▶ _ASSIGNMENT_:
From the entries that follow, copy each line in which "snow" appears.

▶ _INFORMATION SUPPLIED_:
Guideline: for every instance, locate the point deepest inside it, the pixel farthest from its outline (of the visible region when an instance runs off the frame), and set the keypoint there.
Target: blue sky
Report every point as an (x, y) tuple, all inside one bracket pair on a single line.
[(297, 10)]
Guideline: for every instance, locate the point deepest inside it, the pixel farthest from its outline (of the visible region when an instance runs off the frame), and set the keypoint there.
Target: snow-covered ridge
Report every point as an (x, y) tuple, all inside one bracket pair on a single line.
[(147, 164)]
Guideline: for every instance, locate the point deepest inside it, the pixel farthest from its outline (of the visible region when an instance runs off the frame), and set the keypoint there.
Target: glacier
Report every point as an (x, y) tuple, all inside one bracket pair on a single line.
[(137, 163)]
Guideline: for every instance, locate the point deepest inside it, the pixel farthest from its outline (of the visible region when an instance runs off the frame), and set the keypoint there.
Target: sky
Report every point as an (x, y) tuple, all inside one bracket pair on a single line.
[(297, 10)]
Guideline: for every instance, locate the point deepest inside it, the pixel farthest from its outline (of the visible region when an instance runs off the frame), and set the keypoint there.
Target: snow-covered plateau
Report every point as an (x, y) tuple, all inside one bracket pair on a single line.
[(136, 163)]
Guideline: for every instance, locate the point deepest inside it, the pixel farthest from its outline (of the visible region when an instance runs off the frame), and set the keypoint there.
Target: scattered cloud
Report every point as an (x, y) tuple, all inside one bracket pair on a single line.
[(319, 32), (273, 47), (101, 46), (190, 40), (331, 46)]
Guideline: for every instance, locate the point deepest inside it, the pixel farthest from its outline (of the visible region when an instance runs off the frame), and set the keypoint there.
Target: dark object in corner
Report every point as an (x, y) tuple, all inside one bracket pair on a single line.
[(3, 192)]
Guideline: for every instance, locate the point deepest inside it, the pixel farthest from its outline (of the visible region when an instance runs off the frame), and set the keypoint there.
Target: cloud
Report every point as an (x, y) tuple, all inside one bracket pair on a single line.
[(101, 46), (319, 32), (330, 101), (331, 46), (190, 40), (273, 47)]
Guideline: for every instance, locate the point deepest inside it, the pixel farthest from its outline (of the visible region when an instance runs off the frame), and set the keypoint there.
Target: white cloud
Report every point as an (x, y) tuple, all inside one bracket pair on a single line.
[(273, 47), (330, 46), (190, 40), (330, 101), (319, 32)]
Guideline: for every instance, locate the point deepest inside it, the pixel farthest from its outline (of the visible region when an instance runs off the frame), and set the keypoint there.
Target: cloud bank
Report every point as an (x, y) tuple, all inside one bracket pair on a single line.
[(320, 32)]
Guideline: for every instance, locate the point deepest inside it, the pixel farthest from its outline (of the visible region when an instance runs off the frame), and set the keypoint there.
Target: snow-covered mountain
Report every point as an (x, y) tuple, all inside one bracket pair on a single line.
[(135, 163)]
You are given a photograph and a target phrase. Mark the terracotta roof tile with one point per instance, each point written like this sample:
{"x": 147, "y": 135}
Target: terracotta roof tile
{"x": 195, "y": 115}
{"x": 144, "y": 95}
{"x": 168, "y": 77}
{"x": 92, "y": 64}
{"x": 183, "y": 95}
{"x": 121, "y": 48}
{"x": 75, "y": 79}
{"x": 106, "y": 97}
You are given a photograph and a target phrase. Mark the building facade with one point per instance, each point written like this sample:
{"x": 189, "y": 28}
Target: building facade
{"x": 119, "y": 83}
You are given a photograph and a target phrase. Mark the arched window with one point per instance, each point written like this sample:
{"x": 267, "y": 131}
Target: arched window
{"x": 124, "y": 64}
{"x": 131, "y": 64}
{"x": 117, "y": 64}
==
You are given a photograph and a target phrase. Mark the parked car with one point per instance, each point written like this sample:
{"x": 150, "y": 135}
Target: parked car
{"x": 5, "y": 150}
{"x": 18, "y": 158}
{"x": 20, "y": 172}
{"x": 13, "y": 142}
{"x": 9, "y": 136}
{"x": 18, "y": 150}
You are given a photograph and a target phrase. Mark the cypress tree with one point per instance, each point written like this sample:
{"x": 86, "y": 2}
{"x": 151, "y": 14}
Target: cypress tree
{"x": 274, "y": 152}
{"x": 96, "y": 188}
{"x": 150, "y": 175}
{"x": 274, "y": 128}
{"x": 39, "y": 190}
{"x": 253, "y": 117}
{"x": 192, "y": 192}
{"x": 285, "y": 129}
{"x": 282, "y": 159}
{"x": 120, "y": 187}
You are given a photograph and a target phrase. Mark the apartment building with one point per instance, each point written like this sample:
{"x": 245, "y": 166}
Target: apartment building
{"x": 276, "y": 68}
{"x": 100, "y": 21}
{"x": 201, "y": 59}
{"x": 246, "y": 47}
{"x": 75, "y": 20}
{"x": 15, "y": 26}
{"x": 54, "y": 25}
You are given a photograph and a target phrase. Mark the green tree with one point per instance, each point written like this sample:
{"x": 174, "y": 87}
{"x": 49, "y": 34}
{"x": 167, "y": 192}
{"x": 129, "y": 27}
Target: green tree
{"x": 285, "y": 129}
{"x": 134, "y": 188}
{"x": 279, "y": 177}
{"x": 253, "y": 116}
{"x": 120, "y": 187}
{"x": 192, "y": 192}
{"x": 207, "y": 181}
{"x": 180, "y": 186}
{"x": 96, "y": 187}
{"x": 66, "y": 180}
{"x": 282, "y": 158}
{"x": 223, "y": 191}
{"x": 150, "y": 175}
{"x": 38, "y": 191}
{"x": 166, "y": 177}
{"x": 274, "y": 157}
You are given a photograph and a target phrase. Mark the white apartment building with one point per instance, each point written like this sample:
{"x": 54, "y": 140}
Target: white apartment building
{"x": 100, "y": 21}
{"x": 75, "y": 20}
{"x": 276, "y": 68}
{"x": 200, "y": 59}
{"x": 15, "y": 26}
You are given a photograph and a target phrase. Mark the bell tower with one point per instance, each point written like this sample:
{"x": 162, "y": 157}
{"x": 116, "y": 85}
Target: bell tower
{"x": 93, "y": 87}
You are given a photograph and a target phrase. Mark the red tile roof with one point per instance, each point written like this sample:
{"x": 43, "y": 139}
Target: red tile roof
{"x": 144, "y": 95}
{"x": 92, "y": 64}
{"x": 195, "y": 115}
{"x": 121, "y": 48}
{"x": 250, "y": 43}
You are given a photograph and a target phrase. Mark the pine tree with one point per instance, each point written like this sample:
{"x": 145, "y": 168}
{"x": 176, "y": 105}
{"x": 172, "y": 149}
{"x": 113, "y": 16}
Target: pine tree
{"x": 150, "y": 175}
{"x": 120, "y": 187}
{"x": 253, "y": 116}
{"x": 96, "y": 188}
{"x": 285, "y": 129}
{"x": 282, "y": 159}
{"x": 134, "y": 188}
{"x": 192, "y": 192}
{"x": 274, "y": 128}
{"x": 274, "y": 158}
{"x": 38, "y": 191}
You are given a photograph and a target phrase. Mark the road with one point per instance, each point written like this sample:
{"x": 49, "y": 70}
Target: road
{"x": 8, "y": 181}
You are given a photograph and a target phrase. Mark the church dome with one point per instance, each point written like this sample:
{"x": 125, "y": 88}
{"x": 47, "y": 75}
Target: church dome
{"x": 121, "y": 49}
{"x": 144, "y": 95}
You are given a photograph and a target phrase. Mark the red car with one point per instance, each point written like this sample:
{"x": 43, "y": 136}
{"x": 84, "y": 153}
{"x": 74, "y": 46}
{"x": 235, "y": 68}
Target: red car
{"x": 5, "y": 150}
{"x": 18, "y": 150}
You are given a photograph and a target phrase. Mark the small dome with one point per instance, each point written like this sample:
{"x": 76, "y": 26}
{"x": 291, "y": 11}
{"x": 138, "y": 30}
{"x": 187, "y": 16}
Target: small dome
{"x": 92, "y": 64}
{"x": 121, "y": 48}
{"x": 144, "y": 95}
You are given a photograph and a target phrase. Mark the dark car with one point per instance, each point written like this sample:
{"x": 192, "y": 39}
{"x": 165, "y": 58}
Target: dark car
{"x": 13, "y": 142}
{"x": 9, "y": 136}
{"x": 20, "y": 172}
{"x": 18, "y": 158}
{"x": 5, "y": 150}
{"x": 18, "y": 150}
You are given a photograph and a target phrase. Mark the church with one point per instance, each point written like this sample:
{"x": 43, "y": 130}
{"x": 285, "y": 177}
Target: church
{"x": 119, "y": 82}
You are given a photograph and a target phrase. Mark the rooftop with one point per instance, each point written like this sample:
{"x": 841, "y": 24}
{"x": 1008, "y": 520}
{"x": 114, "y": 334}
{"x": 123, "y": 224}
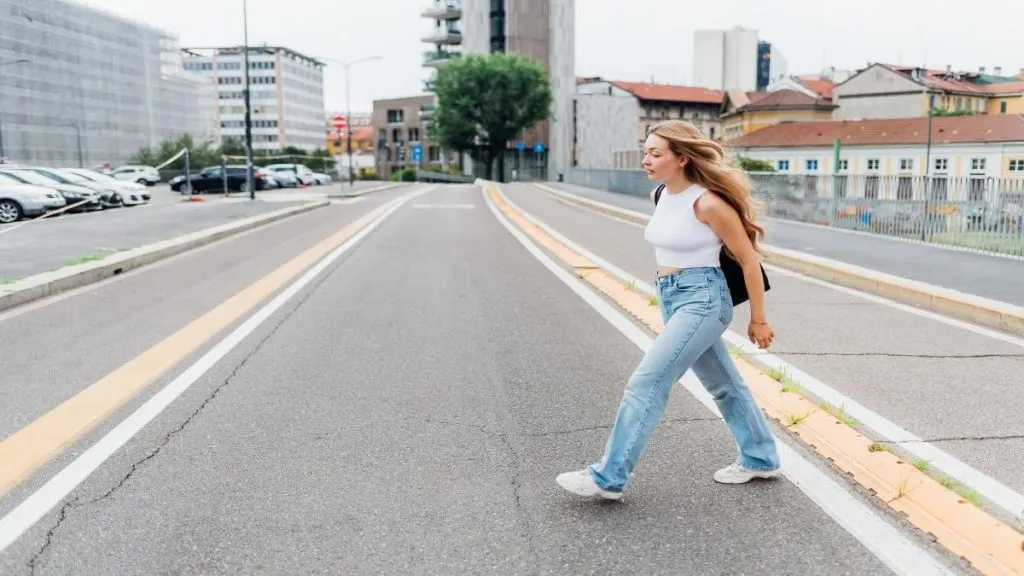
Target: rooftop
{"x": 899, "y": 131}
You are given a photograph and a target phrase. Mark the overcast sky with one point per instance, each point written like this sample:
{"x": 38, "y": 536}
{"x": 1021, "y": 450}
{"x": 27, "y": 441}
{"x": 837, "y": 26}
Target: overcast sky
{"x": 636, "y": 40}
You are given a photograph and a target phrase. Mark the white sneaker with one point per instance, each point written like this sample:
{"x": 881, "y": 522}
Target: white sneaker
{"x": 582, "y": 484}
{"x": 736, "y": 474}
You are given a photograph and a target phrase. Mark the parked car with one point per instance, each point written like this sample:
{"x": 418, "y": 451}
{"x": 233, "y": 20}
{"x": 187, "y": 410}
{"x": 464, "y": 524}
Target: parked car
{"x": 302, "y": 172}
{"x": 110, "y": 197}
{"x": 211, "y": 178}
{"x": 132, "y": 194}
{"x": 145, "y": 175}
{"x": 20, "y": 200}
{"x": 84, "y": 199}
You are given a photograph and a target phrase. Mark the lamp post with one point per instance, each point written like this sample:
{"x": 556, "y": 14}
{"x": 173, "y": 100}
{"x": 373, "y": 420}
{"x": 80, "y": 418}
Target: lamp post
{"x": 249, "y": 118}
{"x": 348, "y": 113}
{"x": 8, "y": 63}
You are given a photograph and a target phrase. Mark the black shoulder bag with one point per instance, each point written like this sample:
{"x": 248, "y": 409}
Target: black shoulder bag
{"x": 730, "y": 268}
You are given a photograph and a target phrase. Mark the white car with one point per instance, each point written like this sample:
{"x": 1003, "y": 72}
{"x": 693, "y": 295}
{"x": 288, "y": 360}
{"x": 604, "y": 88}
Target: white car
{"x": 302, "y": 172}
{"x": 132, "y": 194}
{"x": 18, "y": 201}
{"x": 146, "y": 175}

▶ _WRITTEN RESPONSE_:
Target: snow-covered ridge
Target: snow-covered plateau
Target: snow-covered mountain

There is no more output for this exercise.